Discover the Captivating Essence of Love, Sports, Music, Survival, and Sisterhood In These 5 Iconic Black Movies: Which One Resonates with Your Soul?

Movie
Unsplash/Alex Litvin

Black movies travel transcends beyond the surface of the story being told, with classical films that keeps you engrossed in a tapestry of genres.

Love And Basketball

Monica and Quincy grew up in the same neighborhood and have been friends since childhood. From a tender age, they both realize they share a passion and love for basketball. Different career paths, through high school and college basketball, they followed suit and hoped for a shot at the pro league to play professionally.

The struggle with determination and a zeal to win is shown from a female athlete’s perspective on playing basketball in a male-dominated industry especially as an African-American woman was not easy. This film uses sports as a metaphor for life, and love has definitely gone on to inspire the production of films similar to this many years later.

Sanaa Lathan portrays a driven, hot-tempered tomboy Monica, who is passionate about basketball. Omar Epps plays Quincy, the son of an NBA player with pro dreams. From the moment we are introduced to both characters, we know they’re both destined for one another. The warmth of their love led them to battle each other in a basketball game to win each other’s hearts.

How Stella Got Her Groove Back

They’re so many layers this film conveys. An incredible tale on a woman’s journey with friendship, being a single working mom, finding herself and risking it all for love.

Written exercise 1: Decide whether each statement agrees with the article on Black movies: (a) Monica and Quincy have been friends since childhood. (b) Omar Epps plays Monica. (c) How Stella Got Her Groove Back includes a woman being a single working mom. For each one, answer yes or no and quote the words of the article that settle it.

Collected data
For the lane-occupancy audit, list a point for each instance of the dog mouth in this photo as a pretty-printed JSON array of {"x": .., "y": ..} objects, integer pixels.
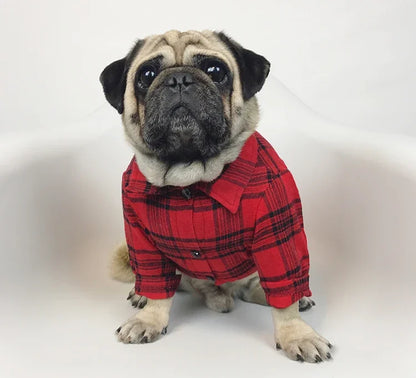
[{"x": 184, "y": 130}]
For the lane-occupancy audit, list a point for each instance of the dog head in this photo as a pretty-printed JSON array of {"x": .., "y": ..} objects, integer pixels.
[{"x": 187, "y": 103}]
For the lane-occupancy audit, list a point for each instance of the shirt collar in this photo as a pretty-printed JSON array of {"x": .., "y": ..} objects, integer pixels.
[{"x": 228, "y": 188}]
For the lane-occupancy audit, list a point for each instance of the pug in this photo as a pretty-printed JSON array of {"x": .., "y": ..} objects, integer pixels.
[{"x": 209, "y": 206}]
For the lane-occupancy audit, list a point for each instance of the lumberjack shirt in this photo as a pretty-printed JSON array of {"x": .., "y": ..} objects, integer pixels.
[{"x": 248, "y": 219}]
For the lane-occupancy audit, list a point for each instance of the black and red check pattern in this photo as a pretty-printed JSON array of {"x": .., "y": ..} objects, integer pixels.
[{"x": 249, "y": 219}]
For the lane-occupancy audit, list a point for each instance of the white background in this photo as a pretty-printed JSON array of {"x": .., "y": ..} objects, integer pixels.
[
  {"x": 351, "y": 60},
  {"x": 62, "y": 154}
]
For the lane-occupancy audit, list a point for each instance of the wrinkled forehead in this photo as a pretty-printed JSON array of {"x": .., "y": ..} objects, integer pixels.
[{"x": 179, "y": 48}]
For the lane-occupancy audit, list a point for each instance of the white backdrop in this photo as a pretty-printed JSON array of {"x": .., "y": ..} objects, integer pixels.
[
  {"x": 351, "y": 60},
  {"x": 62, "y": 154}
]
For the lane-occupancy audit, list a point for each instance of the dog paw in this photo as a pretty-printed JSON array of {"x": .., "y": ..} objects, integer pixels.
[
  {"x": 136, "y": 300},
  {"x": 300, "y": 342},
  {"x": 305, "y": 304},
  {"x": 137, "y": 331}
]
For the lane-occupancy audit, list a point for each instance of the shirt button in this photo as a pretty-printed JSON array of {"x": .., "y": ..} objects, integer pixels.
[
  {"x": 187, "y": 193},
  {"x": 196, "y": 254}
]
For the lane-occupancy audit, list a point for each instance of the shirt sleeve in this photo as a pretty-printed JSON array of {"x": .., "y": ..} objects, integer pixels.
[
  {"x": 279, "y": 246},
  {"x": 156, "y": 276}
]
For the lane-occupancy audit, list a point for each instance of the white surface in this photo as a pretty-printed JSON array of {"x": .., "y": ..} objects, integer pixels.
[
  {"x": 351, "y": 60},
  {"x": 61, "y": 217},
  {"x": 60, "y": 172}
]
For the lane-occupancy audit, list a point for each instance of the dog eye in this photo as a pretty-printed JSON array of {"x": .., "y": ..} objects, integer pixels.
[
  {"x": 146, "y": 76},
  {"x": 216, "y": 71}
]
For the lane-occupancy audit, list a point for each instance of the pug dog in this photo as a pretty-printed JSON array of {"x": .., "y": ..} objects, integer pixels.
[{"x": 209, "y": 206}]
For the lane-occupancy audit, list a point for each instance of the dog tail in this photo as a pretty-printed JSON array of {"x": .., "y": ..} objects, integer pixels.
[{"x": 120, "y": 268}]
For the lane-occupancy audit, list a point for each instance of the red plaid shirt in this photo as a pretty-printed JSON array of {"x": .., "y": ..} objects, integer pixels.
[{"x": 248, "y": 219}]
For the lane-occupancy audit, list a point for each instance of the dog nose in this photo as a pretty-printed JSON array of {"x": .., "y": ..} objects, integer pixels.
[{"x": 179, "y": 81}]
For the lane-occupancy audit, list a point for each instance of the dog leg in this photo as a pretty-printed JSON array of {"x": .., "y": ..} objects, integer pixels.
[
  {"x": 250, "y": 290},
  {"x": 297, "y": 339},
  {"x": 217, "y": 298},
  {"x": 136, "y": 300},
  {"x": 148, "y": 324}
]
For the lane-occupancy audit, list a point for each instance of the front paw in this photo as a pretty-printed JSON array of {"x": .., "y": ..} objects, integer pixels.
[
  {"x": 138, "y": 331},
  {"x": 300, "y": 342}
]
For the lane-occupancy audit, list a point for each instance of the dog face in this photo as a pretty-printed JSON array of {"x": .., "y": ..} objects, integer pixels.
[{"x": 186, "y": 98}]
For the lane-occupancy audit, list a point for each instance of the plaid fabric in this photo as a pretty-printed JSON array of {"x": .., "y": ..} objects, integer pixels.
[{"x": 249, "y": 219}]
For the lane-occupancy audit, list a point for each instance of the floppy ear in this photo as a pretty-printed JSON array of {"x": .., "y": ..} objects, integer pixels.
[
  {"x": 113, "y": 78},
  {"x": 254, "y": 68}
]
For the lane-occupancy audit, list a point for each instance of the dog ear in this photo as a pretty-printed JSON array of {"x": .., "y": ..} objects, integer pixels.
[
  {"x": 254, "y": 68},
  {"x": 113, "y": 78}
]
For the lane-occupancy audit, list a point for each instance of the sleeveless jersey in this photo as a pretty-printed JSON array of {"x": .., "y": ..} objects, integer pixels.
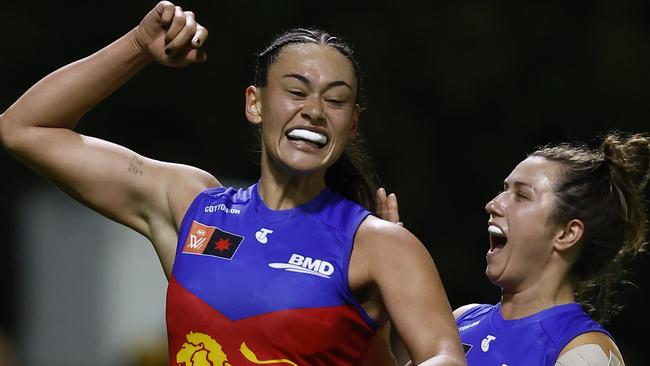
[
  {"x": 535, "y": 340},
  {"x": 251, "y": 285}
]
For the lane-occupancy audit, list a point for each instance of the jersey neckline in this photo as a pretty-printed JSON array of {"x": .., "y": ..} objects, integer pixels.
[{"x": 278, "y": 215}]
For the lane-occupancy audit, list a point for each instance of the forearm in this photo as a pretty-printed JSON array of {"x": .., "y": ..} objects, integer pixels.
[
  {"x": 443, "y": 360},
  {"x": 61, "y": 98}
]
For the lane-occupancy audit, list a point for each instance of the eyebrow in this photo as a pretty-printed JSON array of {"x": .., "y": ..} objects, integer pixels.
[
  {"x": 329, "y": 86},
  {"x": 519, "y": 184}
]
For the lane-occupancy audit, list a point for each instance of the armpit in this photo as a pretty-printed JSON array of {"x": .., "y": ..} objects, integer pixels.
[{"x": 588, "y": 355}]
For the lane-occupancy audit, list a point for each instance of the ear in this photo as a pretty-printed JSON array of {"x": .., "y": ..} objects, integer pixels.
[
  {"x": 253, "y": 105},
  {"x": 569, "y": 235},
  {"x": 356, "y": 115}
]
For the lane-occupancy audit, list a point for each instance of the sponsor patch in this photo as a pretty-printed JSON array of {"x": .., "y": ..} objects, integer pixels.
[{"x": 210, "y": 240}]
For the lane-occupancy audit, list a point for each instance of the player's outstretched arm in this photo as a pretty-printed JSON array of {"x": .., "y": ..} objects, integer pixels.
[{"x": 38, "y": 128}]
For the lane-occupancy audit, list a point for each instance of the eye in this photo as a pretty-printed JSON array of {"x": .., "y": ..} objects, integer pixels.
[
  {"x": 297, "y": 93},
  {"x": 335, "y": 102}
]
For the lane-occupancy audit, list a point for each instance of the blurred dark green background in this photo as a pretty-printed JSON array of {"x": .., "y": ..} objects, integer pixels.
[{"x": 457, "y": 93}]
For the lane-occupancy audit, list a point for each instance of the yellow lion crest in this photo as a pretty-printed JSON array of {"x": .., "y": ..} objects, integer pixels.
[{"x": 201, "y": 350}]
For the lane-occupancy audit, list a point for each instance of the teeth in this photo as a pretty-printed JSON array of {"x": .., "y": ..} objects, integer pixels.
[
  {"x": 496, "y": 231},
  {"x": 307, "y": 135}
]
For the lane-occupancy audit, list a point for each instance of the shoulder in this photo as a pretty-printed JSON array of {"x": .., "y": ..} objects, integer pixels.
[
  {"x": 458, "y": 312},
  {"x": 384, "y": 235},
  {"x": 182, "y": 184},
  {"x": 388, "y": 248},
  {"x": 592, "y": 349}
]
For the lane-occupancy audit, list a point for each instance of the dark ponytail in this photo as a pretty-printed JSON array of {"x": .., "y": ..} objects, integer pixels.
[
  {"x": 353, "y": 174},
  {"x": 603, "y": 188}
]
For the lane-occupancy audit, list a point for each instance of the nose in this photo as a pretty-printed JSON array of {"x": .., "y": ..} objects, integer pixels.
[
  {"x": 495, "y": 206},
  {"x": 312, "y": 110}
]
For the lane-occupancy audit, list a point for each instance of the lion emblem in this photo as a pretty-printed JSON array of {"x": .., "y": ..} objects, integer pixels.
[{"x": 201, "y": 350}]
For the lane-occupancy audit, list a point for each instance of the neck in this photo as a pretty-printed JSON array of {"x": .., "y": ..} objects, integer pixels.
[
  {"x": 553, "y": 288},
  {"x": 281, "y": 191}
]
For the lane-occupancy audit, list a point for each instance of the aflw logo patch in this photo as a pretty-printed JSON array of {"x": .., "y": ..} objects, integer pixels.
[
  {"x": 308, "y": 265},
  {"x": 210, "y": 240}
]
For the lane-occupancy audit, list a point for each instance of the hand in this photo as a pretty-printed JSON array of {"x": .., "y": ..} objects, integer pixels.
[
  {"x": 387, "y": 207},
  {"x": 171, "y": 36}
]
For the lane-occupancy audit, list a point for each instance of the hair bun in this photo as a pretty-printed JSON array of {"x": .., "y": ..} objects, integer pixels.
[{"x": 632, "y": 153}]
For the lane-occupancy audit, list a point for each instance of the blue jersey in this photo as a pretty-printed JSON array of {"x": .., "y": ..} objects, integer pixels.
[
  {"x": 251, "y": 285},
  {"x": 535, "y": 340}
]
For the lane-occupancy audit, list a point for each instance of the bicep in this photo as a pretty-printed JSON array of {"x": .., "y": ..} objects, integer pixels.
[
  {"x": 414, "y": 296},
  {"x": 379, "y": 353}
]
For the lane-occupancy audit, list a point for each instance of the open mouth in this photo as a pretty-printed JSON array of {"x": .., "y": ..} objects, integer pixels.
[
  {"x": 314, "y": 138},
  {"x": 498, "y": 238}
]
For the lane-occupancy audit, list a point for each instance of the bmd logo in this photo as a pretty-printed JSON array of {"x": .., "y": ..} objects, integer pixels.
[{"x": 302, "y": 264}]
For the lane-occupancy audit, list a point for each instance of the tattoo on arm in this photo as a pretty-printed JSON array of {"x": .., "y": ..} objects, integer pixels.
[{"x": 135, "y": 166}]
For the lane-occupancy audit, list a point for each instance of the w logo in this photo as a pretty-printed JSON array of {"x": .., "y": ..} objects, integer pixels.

Written exercise 2: Recast the rows of collected data as a numbered list, starting at the line that contains "of the tattoo" and continuing through the last line of the rows, with blank lines left out.

Written solution 1:
(a) Yes: "have been friends since childhood"
(b) No: "Omar Epps plays Quincy"
(c) Yes: "being a single working mom"

Written solution 2:
1. For the lane-occupancy audit, list a point for each instance of the tattoo on arm in this photo as a pretty-printed JSON array of {"x": .., "y": ..} objects, integer pixels.
2. [{"x": 135, "y": 166}]
3. For the lane-occupancy audit, list a point for each instance of the w logo in this photo as a pretty-printed JSON array of {"x": .., "y": ..} objects, integer pixels.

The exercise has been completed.